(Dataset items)

- - -

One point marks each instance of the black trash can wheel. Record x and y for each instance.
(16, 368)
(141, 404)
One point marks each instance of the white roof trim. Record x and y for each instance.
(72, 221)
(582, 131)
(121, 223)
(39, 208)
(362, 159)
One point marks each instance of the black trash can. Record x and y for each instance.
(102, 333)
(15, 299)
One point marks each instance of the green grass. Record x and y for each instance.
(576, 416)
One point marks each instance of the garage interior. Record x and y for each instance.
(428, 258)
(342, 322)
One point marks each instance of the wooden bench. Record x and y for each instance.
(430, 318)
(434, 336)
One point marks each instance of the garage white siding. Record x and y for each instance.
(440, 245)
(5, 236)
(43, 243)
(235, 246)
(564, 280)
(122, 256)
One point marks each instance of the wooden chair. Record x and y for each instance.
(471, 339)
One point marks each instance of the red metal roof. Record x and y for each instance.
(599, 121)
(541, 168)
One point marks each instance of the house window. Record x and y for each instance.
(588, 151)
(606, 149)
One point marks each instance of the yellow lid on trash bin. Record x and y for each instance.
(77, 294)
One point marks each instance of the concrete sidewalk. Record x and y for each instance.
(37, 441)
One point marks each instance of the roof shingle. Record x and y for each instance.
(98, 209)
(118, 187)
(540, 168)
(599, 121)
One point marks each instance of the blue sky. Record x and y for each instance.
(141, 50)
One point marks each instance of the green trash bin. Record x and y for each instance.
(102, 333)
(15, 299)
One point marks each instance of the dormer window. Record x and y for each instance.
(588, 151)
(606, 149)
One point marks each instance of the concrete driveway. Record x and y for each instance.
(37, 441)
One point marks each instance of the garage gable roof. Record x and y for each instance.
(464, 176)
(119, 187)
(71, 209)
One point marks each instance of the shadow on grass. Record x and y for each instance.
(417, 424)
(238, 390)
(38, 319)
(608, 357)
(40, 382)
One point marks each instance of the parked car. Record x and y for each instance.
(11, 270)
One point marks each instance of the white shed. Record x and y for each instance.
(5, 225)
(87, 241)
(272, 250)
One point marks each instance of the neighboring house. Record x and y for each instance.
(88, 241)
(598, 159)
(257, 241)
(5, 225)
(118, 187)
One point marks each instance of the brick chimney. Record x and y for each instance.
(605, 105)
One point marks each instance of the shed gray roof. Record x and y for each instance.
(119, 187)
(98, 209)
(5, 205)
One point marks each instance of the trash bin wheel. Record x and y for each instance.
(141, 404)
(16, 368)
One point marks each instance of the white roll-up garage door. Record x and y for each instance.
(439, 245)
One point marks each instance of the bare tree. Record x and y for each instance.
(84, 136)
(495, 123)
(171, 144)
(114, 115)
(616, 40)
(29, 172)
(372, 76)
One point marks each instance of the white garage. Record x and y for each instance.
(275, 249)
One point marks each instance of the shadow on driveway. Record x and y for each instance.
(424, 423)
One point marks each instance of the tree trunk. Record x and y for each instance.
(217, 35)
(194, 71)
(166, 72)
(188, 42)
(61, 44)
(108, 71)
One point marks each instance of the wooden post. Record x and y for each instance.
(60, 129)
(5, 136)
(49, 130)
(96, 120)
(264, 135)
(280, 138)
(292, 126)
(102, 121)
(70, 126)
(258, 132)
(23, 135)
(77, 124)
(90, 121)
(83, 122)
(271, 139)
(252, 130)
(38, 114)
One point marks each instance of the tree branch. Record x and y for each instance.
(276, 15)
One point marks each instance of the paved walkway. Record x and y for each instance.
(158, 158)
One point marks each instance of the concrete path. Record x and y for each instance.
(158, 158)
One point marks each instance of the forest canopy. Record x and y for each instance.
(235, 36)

- - -

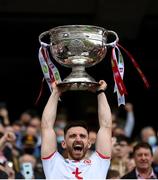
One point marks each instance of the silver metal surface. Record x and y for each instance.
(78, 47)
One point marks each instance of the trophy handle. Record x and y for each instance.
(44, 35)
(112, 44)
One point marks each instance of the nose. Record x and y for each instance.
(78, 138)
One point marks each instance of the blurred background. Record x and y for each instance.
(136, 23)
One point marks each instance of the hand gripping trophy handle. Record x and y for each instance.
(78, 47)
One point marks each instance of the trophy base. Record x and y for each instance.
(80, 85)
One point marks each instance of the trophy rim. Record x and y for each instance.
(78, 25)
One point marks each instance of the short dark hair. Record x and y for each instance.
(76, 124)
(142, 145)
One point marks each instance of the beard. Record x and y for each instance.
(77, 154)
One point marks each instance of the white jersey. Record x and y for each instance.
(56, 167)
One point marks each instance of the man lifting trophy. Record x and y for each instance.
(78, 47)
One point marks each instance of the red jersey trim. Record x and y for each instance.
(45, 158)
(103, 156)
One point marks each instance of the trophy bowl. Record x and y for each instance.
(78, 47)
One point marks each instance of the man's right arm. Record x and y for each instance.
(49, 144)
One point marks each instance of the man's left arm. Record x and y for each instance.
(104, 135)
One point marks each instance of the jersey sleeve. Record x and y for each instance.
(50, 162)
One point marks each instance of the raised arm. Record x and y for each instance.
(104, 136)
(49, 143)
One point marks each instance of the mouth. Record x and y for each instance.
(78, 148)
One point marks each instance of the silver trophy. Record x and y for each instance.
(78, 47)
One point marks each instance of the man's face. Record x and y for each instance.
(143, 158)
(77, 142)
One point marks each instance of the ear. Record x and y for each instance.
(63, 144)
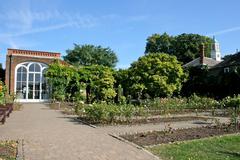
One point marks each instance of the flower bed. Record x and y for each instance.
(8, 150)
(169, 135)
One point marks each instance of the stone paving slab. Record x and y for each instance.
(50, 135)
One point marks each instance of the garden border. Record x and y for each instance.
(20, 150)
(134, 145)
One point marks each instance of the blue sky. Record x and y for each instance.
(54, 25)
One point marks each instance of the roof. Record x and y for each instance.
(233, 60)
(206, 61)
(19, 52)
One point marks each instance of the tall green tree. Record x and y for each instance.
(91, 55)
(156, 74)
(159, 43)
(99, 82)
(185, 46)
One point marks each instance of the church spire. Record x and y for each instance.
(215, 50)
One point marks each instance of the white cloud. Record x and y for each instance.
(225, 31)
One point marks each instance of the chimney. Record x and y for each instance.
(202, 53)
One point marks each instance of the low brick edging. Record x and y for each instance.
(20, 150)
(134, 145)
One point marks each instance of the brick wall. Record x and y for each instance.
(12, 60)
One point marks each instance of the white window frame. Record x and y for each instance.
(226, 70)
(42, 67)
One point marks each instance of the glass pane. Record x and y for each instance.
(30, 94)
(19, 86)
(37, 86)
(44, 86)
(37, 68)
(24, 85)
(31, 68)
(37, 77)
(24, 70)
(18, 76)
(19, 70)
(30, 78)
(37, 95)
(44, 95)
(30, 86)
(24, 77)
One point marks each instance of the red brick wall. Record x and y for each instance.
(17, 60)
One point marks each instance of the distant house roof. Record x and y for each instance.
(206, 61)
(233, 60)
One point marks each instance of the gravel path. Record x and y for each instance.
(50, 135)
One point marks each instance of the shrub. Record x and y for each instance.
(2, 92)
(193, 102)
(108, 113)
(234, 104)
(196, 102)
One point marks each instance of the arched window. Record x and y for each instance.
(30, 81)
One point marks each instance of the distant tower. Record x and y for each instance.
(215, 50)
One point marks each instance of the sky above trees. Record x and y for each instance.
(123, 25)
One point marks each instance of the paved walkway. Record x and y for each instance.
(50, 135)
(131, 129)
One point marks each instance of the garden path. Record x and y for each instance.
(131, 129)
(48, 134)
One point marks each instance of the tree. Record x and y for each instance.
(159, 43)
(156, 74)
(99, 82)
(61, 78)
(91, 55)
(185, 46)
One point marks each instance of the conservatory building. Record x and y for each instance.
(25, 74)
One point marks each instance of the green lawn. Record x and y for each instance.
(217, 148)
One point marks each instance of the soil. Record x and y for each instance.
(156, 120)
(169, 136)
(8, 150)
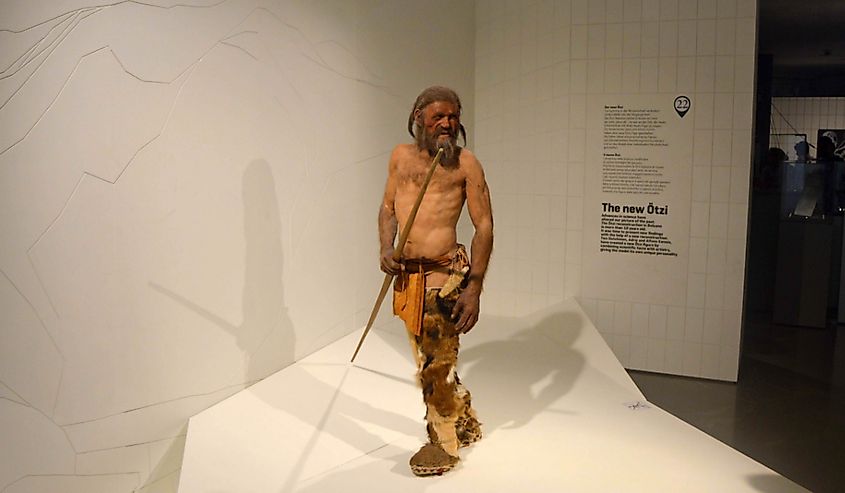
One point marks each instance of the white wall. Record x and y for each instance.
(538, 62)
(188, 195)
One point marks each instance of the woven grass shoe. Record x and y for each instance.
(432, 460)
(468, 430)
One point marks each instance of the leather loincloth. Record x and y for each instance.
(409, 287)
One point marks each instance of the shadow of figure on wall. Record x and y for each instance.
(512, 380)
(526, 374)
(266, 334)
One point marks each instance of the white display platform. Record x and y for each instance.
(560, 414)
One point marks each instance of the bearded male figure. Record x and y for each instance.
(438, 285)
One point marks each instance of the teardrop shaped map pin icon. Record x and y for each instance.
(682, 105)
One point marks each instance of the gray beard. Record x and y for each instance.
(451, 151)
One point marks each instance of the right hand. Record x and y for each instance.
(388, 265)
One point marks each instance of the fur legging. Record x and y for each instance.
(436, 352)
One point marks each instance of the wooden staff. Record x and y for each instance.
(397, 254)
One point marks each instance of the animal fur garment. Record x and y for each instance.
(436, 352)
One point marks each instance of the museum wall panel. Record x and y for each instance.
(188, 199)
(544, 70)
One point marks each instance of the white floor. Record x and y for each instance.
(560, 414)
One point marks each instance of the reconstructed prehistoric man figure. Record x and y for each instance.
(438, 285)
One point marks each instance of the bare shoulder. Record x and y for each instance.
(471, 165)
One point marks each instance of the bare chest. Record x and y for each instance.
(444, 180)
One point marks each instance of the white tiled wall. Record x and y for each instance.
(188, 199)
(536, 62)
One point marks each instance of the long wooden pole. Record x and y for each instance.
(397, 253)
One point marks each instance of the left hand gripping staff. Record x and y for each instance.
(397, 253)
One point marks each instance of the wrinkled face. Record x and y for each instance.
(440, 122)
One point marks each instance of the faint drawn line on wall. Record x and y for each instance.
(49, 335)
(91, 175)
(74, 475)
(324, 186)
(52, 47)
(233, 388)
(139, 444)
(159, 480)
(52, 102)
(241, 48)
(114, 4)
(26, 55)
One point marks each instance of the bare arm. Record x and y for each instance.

- - -

Reproduce the records starting at the line that contains "One point marks each instance of the bare shoulder." and ending at the line that contains "One point marks each instance of the bare arm.", with the requests included. Increase every x and y coordinate in the points by 111.

(ANSWER TO THE TASK):
One point marks each instance of the bare shoulder. Record x and y for each instance.
(582, 276)
One point marks each instance of the bare chest. Record x and y for each instance.
(555, 291)
One point marks each instance of the white tiled wall. Record x and y for each instance.
(299, 310)
(647, 173)
One point marks each instance of the long wooden pole. Record x and y for each instance.
(508, 364)
One point marks each instance of the left hand gripping staff. Record x and y for each instance.
(508, 364)
One point marks each instance of the wrinkled face. Record x and y for each instance.
(551, 233)
One point marks each instance of the faint drawn line on wall. Record x and y for each instance.
(160, 446)
(202, 286)
(185, 586)
(435, 297)
(163, 158)
(344, 499)
(250, 555)
(270, 591)
(163, 213)
(352, 159)
(225, 115)
(137, 166)
One point marks each instance of the bare arm. Record x and y for each instance.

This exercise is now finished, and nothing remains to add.